Text to read ▸
This amendment would require the Secretary of State to report within six months of this Act coming into force on how changes to renewable energy policy (including the changes stipulated in section 79 of the Act) have affected the UK’s ability to comply with the 2020 EU renewable target.
The clause and the amendment present two issues concerning wind generation. The clause under part 5 concerns wind power and I am sure there will be further debates about the wider issues later today.
Clause 79 amends section 36 of the Electricity Act 1989 and removes the obligation to secure consent to construct, extend or operate an onshore wind farm in England and Wales with a capacity greater than 50 MW. The previous arrangement meant that local planning authorities were effectively countermanded by the Secretary of State in the case of larger wind farms, by reference to a section 36 agreement, which is required to allow an onshore wind farm to operate in England and Wales.
By stripping out that countermanding, the clause means that in principle the final requirement for permission for wind generation at local level lies with the local planning authority. We discussed on Second Reading the desirability of that provision for the future of onshore wind and the idea that the local planning authority should have the final say in those application because it would reflect the wishes of the local population—assuming that the authority had taken proper soundings of local interests and thoughts regarding an application.
That exemplifies the principle on which the House agreed on Second Reading: that this would be a welcome change and give clarification of the future direction of onshore wind applications in England and Wales. We discussed whether the Opposition really meant that, and indeed it was emphasised by the shadow Secretary of State that we welcomed the proposed arrangements. I will not rehearse those arguments this morning other than to say that, in principle, the arrangements outlined in the clause are welcome, but I will look at the detail of the clause.

Exercise task A ▸ Extract the passage of the wind farm debate between "This amendment would" and "EU renewable target.", inclusive.
Exercise task B ▸ Copy the records from their first line through the line holding "pixel 547 442", inclusive.
The text and the records come from separate, unrelated sources.

Data in this exercise ▸
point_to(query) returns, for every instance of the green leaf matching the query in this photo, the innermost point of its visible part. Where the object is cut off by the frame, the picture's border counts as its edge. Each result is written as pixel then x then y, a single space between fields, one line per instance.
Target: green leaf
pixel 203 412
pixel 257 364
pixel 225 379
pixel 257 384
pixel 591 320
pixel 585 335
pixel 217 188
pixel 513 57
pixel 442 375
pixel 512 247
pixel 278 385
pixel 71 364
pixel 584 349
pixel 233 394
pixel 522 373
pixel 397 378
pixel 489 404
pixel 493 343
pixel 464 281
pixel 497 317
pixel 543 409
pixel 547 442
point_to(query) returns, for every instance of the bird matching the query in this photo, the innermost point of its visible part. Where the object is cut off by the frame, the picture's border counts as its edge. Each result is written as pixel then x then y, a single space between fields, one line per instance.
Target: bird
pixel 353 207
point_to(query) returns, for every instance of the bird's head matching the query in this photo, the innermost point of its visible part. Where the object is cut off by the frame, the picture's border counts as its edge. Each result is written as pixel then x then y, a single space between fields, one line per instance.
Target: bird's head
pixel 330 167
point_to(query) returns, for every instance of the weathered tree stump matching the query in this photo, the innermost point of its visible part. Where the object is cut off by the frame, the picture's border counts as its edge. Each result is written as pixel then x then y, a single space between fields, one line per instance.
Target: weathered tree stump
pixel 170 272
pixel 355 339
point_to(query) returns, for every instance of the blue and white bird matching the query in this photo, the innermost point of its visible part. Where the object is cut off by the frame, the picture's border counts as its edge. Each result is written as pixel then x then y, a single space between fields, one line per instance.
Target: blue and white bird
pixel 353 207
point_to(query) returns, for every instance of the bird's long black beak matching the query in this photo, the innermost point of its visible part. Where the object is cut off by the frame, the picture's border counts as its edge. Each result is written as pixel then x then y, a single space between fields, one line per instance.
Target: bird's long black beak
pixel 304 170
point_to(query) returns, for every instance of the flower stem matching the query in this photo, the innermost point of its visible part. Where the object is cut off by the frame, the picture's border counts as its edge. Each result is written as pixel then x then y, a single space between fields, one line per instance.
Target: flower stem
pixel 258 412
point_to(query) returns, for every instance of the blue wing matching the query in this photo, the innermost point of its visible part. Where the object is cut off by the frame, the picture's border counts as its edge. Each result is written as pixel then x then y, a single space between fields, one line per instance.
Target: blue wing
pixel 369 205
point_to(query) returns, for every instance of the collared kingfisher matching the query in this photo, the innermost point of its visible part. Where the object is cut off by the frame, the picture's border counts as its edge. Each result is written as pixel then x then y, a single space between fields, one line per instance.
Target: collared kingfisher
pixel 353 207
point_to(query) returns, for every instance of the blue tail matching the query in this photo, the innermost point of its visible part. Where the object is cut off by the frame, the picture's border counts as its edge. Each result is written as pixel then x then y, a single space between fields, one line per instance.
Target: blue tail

Worked solution A ▸
This amendment would require the Secretary of State to report within six months of this Act coming into force on how changes to renewable energy policy (including the changes stipulated in section 79 of the Act) have affected the UK’s ability to comply with the 2020 EU renewable target.

Worked solution B ▸
point_to(query) returns, for every instance of the green leaf matching the query in this photo, the innermost point of its visible part. Where the object is cut off by the frame, the picture's border counts as its edge. Each result is written as pixel then x then y, a single space between fields, one line per instance.
Target: green leaf
pixel 203 412
pixel 257 364
pixel 225 379
pixel 257 384
pixel 591 320
pixel 585 335
pixel 217 188
pixel 513 57
pixel 442 375
pixel 512 247
pixel 278 385
pixel 71 364
pixel 584 349
pixel 233 394
pixel 522 373
pixel 397 378
pixel 489 404
pixel 493 343
pixel 464 281
pixel 497 317
pixel 543 409
pixel 547 442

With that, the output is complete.